Text to read
━━━

However, in this article I am more interested with areas in which I think the movement is at odds with the political theory and practice of anarchism. The constrictions on the world-view of the free software community are often very real, as we will see in what follows.
Although the anti-capitalist movement in general has at least a basic awareness of free software, the more traditional left seems to be largely ignorant of it [2]. There is, however, a small German group called Oekonux who seek to understand the phenomenon using Marxist analysis. They look forward to a "GPL society" and see free software as a "germ" in capitalist society; part of "an objective historical process" that will lead to "the generalisation of the principles of free software to the whole of the productive social progress [sic]". Thus: true communism via the rules of free software [3].

━━━

Entries
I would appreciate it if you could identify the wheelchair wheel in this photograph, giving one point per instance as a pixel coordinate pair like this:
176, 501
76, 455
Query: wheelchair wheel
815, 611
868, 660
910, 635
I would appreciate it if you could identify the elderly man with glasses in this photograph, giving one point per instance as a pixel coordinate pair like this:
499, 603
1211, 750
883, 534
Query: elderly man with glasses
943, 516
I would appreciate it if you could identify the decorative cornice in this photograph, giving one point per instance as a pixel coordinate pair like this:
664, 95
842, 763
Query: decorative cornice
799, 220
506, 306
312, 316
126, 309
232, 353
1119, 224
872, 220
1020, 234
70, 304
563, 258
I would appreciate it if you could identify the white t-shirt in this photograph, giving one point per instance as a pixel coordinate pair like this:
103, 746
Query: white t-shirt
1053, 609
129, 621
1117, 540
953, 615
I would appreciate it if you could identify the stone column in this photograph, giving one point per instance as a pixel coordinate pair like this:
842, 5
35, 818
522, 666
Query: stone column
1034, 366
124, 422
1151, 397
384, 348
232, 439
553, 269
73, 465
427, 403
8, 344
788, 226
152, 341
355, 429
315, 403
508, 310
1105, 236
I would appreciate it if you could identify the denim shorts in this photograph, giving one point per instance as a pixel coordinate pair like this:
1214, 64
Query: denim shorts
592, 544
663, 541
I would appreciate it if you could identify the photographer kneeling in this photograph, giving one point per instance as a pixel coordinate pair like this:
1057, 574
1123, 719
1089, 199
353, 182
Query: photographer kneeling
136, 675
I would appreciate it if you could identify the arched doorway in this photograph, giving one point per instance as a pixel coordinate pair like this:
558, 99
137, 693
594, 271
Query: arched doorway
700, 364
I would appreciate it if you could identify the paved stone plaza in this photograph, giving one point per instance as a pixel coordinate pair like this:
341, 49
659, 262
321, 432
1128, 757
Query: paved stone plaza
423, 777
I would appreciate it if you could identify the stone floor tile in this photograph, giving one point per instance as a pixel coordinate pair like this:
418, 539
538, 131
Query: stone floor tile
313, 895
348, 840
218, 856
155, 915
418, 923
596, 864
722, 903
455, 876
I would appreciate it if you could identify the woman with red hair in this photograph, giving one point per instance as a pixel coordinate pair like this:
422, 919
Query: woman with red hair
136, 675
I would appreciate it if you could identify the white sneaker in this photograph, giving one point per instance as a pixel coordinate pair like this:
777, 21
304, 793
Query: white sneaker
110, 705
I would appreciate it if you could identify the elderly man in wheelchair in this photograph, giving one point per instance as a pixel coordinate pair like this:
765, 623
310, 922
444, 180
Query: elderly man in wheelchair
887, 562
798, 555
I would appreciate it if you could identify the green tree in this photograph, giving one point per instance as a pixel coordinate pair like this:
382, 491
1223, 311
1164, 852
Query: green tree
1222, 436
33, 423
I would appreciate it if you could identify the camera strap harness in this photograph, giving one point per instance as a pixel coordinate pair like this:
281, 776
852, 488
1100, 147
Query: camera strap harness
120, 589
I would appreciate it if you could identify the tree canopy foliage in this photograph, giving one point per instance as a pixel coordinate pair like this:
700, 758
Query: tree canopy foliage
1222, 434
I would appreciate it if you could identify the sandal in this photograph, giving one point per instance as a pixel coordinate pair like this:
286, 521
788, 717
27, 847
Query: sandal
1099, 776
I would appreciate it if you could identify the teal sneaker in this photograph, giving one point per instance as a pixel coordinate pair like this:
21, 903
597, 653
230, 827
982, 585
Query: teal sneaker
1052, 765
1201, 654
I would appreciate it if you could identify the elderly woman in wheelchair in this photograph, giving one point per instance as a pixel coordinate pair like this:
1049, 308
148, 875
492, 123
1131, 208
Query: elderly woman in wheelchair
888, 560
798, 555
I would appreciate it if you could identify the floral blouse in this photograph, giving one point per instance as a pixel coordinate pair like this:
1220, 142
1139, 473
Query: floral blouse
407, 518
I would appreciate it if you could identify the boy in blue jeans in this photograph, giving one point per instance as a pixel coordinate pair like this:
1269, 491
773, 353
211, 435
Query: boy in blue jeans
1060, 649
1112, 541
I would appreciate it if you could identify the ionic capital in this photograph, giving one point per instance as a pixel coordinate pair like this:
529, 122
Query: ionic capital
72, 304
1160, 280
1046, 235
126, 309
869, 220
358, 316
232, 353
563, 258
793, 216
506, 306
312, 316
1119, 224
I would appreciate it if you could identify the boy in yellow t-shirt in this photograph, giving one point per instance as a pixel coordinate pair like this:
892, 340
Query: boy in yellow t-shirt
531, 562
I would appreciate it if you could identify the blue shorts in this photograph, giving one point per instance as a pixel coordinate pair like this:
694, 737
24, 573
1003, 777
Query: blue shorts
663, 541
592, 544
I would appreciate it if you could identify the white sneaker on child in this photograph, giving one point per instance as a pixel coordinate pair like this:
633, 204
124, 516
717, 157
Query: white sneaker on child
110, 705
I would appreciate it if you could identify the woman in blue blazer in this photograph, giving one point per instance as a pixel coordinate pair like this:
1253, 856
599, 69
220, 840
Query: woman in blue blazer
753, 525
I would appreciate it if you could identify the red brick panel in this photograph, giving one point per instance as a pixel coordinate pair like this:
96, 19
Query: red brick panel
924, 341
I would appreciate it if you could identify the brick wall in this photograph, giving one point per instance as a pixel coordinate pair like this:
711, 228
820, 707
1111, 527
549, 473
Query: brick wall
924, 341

━━━

Exercises
1. Summarize the passage on free software and anarchism in two sentences.
2. Render this sentence from the passage on free software and anarchism in Spanish: "There is, however, a small German group called Oekonux who seek to understand the phenomenon using Marxist analysis."
3. Write the next paragraph of the passage on free software and anarchism, picking up after its final sentence.
The records are separate material.

Responses by task
1. The writer is concerned with the ways the free software movement is at odds with anarchist political theory and practice, and holds that the free software community's world-view is often genuinely constricted. While the anti-capitalist movement has some awareness of free software and the traditional left seems largely ignorant of it, a small German group called Oekonux uses Marxist analysis to see free software as a "germ" in capitalist society that could lead to true communism.

2. Existe, sin embargo, un pequeño grupo alemán llamado Oekonux que busca comprender el fenómeno mediante el análisis marxista.

3.
Although some of this group's analysis is interesting and makes some valid points, its central thesis of a "GPL society" is essentially vacuous. People who have computers and the internet can share free software precisely because it costs practically nothing to do so. The same can not be said of food, shelter or heating. Even if computers and the internet were anywhere near being equally spread around the world one could still not defy the laws of physics with nothing more than a Marxist historical analysis.
Of course, the left is not a homogeneous mass; some seem to have a more realistic view. For example, in an article from the New Left Review: "[although] the free exchange of software has led some commentators to compare the online gift economy with the ceremony of potlatch, in which people bestow extravagant presents, or even sacrifice goods, to raise their prestige, it fundamentally differs in that the copying and distribution of software is almost cost-free -- at least if one excludes the large initial outlay for a computer and networking facilities" [4].
Free software is often said to be a great equaliser. Everyone has the same right to use, study and modify it, due to the freely available source code and the legal provisions in free software licenses such as the GNU GPL. This is a fine concept in theory. When we look at the world in a wider context, however, we start to see the same old problems of inequality and domination. Software freedoms are, by definition, restricted to those who have the physical facilities to make use of them: an electricity supply and a computer. Furthermore, an internet connection is required to communicate and to share. Computers are luxuries if seen in a global context.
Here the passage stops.